- _SOURCE TEXT_:
Catching Up with Becky Irving ’42 M.T.Forever a Colby-Sawyer Icon

Nearly four decades have passed since Becky Irving ’42 M.T. last taught a course at Colby-Sawyer. But even all these years later, the former head of the college’s Medical Technology Program still remembers the majority of students who stepped foot in her classroom.

On the off chance she doesn’t remember someone, Irving, who turned 99 in August, 2019, has a few keepsakes to help trigger her memory.

Neatly tucked away in her residence, just down the road from campus in the lakeside community of Georges Mills, is a list of every student ever enrolled in the Medical Technology Program — a state-of-the-art bachelor’s degree program that prepared students for careers as clinical laboratory scientists. And if that doesn’t do the trick, which it typically does, Irving has grade books from each of the 28 years she taught at the college.

“Once in a while I like to look back to see if I can remember so and so,” said Irving, a member of the Class of 1942 and professor at Colby-Sawyer from 1954-82. “My kids do very well. They contribute a lot of money to the college — and in my name. So it’s nice to be able to look back.”

- _DATA UNDER STUDY_:
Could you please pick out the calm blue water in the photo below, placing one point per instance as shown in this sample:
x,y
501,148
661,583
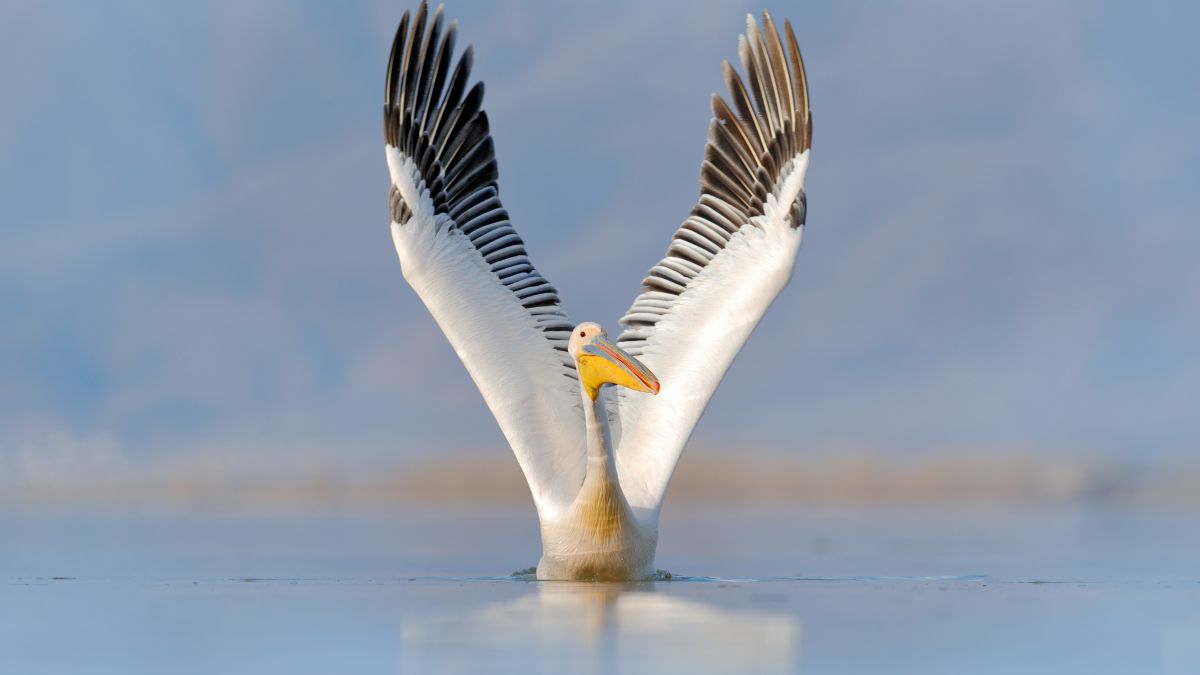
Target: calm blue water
x,y
768,590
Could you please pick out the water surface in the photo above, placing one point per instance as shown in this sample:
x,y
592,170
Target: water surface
x,y
767,590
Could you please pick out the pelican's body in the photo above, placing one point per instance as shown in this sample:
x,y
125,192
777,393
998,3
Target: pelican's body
x,y
597,426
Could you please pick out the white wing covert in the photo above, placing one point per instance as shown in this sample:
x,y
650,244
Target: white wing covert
x,y
467,263
725,264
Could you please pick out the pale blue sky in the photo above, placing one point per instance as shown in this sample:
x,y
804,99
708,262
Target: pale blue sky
x,y
1000,255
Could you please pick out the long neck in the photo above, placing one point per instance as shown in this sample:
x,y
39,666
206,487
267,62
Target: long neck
x,y
601,461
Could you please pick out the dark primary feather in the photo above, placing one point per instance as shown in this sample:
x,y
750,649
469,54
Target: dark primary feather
x,y
748,151
429,118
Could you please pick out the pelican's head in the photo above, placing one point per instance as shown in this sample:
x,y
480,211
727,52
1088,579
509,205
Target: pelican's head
x,y
600,362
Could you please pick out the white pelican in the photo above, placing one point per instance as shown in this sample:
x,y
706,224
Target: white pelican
x,y
598,459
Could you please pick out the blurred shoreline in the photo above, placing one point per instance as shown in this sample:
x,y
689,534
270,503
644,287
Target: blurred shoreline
x,y
702,477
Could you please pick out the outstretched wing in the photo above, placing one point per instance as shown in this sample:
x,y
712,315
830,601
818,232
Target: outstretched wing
x,y
726,262
469,267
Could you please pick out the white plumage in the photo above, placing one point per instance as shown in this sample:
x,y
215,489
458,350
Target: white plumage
x,y
598,490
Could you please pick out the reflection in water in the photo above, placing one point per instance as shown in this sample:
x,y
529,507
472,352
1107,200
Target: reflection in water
x,y
601,628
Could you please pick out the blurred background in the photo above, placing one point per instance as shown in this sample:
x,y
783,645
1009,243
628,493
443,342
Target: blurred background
x,y
997,297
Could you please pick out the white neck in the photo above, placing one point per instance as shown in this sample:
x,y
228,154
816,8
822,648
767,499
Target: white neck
x,y
601,461
599,537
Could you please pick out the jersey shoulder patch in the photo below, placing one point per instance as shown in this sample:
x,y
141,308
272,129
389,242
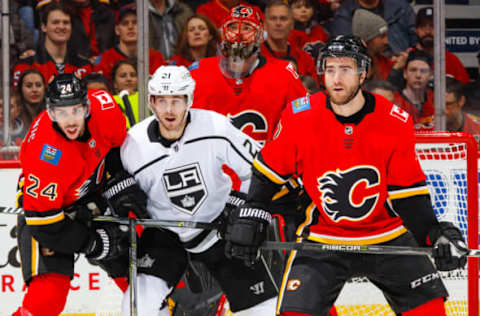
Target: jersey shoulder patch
x,y
301,104
50,154
399,113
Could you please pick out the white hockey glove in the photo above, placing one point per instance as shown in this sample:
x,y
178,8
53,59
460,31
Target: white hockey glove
x,y
124,195
107,242
449,247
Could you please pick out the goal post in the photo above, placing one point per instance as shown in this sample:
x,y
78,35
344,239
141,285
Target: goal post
x,y
450,164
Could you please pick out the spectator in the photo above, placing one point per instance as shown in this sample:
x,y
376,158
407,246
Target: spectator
x,y
54,55
424,29
457,119
472,91
17,127
125,78
198,39
92,27
398,14
304,13
126,30
32,88
416,98
95,80
21,40
381,87
219,10
372,29
310,84
278,24
166,19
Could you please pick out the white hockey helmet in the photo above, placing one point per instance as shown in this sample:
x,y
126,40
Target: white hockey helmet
x,y
172,80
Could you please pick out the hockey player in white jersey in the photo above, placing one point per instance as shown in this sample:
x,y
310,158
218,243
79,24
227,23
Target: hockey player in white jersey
x,y
176,156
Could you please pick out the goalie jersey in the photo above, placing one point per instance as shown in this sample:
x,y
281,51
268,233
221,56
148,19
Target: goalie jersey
x,y
185,181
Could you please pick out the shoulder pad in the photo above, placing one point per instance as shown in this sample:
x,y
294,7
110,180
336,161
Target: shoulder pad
x,y
399,113
301,104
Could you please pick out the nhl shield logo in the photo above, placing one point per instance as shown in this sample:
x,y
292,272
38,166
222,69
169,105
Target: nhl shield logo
x,y
185,187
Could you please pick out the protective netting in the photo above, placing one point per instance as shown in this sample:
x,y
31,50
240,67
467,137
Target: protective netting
x,y
446,170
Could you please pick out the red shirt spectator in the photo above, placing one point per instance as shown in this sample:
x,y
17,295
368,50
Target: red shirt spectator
x,y
422,114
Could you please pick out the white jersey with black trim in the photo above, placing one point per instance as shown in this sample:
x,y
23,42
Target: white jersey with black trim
x,y
185,181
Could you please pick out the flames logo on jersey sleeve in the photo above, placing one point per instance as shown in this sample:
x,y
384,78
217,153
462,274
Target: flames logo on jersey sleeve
x,y
351,194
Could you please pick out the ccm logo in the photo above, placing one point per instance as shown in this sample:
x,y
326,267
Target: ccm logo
x,y
293,285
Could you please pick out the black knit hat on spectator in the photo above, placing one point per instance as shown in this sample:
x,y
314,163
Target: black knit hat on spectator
x,y
368,25
128,8
424,16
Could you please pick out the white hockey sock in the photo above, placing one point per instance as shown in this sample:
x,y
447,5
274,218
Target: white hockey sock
x,y
151,291
265,308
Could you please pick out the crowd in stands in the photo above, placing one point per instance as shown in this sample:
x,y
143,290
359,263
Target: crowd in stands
x,y
97,40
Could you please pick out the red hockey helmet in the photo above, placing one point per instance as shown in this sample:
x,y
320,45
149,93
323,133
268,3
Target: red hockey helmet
x,y
242,32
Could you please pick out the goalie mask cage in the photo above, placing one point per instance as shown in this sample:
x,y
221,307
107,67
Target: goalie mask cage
x,y
449,161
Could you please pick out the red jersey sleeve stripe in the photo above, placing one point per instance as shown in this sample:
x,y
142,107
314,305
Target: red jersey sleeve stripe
x,y
269,173
406,193
45,220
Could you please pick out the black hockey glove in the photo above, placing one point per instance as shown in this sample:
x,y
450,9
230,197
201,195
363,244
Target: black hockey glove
x,y
449,247
245,232
124,195
109,241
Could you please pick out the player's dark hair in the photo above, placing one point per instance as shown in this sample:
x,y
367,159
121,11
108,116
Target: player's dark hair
x,y
183,49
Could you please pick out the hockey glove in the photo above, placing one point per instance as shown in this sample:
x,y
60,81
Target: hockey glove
x,y
245,232
449,247
107,242
124,195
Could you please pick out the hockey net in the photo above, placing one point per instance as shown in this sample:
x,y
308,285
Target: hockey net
x,y
449,161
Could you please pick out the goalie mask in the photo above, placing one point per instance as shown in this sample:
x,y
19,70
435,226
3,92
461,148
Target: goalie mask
x,y
242,35
345,46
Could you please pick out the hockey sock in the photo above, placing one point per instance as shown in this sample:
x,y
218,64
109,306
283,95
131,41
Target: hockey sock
x,y
47,294
434,307
151,292
121,283
264,308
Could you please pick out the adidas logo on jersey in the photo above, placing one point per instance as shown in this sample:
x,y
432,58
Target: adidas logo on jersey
x,y
257,288
145,262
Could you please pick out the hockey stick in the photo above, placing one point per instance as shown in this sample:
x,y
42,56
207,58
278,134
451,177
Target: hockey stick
x,y
125,221
158,223
367,249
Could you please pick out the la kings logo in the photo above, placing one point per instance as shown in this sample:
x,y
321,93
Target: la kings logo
x,y
185,187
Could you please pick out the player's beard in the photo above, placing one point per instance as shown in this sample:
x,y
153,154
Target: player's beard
x,y
348,95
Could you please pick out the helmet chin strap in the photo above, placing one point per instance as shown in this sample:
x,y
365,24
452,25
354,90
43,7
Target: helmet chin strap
x,y
353,95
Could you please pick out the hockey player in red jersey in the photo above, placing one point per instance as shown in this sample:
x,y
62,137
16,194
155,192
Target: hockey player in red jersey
x,y
355,154
241,83
66,156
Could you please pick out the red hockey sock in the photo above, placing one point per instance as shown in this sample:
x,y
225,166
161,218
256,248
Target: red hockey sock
x,y
46,294
122,283
434,307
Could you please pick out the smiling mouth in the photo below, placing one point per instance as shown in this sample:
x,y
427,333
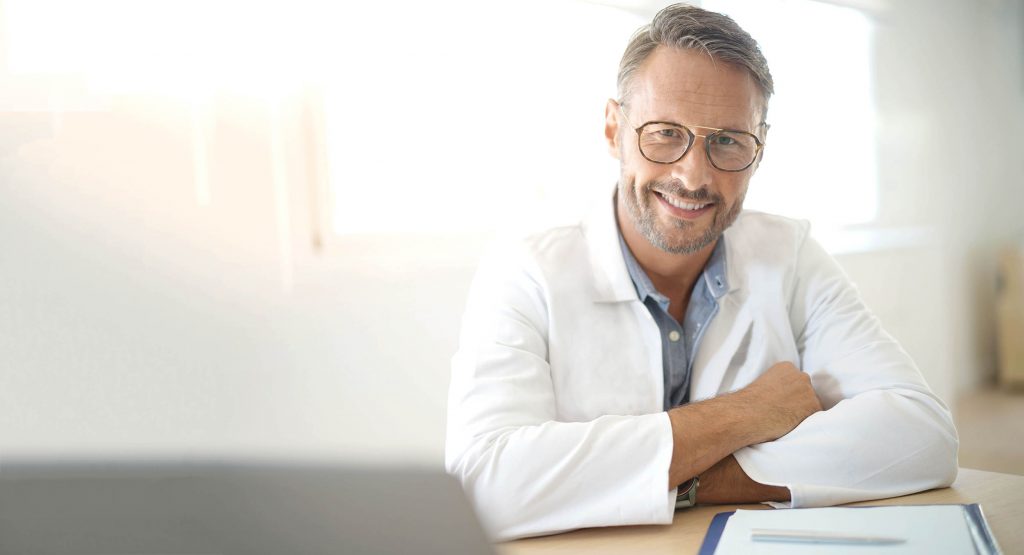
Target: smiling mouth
x,y
681,204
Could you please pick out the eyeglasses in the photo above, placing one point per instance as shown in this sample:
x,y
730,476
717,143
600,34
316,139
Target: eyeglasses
x,y
667,142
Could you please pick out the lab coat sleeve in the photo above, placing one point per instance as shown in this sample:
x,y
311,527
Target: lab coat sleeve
x,y
525,472
883,432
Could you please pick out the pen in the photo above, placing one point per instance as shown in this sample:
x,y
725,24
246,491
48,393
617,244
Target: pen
x,y
816,537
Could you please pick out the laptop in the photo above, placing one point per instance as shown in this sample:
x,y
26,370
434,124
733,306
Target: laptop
x,y
203,508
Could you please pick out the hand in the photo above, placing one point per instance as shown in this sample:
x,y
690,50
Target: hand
x,y
784,397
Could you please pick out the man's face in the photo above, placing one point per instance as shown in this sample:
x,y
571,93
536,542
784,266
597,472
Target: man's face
x,y
683,207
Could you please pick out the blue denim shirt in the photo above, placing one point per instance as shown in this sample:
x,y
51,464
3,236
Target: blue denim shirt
x,y
679,343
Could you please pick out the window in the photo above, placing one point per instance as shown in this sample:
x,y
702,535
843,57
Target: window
x,y
456,117
820,160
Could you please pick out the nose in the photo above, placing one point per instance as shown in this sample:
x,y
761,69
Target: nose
x,y
694,169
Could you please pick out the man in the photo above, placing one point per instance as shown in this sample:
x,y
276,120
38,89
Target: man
x,y
673,349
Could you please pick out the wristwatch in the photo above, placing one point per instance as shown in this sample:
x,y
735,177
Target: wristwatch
x,y
686,496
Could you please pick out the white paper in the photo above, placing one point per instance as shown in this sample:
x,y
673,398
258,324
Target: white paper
x,y
928,529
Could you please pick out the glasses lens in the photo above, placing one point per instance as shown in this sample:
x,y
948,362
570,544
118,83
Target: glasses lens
x,y
732,151
662,142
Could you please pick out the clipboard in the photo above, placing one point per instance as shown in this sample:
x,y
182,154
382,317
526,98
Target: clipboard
x,y
981,534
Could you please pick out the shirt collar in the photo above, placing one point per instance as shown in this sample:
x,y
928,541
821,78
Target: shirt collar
x,y
714,273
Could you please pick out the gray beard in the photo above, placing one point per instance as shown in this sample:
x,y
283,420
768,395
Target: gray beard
x,y
644,217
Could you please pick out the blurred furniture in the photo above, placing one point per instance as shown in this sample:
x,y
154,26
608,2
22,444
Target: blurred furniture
x,y
1001,498
1010,317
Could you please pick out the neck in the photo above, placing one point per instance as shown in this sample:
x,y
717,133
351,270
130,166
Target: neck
x,y
673,274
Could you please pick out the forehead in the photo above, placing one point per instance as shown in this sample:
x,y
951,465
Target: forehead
x,y
690,87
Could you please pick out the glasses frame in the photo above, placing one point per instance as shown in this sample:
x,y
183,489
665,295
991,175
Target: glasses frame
x,y
693,136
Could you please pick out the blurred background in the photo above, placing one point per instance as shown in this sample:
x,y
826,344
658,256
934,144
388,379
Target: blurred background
x,y
247,228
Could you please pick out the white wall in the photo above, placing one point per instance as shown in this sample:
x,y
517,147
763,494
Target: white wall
x,y
134,321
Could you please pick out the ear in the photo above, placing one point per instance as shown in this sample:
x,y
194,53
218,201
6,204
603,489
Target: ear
x,y
611,127
761,155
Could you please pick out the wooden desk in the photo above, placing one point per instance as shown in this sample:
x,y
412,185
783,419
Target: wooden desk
x,y
1000,496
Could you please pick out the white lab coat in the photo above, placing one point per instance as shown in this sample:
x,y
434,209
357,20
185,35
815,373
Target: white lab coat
x,y
555,416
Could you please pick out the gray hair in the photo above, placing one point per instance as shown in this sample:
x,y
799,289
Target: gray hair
x,y
685,27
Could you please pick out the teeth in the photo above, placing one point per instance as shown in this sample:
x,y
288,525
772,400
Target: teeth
x,y
680,204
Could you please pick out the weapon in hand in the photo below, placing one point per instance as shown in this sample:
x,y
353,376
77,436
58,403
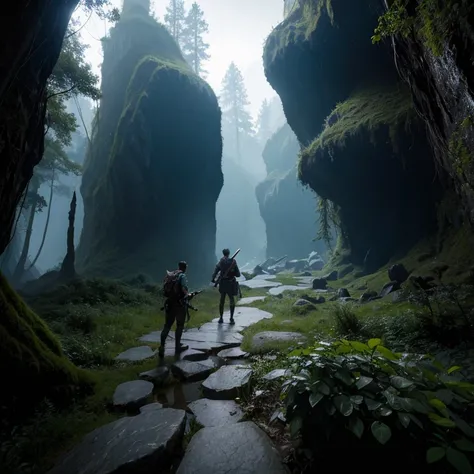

- _TASK OBJECTIVE_:
Answer these questions from the Becky Irving profile:
(a) What age did Irving turn in August 2019?
(b) In what lakeside community is her residence?
(c) During which years was she a professor at Colby-Sawyer?

- _ANSWER TO THIS EXERCISE_:
(a) 99
(b) Georges Mills
(c) 1954-82